====== Given information
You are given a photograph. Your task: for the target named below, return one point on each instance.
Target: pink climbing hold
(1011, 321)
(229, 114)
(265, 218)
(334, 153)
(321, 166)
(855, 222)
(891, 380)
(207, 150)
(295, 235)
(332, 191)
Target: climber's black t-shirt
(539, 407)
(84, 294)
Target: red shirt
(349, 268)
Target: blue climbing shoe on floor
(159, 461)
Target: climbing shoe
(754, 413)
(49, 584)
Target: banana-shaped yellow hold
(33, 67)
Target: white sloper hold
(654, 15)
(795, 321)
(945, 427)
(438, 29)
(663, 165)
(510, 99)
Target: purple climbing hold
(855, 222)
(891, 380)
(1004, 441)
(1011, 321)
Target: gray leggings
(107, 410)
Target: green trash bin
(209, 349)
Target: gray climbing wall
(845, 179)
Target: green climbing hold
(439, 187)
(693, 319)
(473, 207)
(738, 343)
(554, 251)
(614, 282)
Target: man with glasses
============
====== Given information
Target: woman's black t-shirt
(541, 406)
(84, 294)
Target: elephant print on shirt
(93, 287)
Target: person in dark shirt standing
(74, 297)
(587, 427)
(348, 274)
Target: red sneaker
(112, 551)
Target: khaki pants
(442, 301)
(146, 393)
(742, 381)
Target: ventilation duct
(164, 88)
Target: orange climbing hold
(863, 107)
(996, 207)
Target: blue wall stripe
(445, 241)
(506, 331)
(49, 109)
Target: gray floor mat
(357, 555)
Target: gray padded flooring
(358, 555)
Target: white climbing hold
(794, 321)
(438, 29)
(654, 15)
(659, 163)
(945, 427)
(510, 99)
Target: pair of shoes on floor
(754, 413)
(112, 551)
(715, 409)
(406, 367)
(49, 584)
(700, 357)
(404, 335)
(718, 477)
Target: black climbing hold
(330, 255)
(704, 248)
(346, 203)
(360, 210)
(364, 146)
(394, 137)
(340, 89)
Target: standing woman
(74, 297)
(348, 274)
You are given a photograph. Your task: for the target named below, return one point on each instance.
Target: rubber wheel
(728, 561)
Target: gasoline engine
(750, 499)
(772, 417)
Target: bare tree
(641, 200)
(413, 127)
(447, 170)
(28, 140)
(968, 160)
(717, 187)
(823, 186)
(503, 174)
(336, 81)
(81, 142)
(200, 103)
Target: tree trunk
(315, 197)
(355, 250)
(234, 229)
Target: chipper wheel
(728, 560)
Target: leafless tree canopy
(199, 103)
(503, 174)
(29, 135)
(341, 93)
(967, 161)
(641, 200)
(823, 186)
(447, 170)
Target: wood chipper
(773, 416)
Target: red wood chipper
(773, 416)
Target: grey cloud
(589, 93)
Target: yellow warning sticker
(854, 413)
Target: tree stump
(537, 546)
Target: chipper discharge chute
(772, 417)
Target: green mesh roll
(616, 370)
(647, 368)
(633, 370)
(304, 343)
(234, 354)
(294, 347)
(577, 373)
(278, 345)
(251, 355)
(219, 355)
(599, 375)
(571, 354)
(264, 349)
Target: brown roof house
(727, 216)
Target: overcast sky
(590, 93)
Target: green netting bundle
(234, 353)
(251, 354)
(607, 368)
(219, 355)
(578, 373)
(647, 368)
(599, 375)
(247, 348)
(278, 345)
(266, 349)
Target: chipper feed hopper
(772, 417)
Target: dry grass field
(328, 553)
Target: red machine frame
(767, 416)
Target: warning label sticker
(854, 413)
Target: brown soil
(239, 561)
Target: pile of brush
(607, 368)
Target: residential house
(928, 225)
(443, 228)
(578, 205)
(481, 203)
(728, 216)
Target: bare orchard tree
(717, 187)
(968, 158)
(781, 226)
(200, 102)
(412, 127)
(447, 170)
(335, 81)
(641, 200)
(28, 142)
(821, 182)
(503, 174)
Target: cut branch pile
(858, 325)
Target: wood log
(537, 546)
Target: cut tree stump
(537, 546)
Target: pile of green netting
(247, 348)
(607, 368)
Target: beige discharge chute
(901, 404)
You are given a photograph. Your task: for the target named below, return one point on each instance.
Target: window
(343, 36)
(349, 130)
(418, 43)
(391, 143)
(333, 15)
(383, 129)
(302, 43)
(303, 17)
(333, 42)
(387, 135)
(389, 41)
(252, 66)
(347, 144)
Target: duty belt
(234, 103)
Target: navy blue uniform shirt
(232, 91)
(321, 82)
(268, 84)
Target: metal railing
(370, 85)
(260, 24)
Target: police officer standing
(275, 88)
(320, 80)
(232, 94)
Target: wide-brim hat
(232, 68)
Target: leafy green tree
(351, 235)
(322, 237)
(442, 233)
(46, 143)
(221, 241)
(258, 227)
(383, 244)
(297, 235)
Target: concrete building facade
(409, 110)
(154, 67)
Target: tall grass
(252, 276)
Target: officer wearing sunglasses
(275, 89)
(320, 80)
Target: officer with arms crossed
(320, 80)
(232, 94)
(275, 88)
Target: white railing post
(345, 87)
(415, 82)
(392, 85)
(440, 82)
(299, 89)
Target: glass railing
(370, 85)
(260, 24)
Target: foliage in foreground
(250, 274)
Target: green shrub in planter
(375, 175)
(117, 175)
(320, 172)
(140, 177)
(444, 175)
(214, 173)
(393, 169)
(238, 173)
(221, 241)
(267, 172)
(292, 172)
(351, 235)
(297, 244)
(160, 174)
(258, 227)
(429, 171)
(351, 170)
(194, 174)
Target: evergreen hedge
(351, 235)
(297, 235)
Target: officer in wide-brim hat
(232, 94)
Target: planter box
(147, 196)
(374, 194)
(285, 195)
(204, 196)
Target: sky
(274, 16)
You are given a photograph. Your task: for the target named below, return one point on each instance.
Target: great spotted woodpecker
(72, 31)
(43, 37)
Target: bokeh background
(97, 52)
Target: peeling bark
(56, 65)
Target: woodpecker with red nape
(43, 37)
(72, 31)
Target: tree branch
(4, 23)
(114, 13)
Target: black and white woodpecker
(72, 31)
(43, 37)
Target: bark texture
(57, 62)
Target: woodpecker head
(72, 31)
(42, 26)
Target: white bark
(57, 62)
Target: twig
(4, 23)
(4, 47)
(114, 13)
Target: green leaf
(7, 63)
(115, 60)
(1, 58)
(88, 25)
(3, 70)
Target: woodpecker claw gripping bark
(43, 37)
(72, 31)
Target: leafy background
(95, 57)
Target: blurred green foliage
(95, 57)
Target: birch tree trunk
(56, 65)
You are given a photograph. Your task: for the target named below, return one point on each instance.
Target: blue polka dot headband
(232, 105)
============
=== Objective ===
Can you find every line in the records that contains the string "branch" and copy each one? Case counts, so a line matches only if its capitalization is the same.

=== Exercise solution ===
Target: cut branch pile
Target: tree branch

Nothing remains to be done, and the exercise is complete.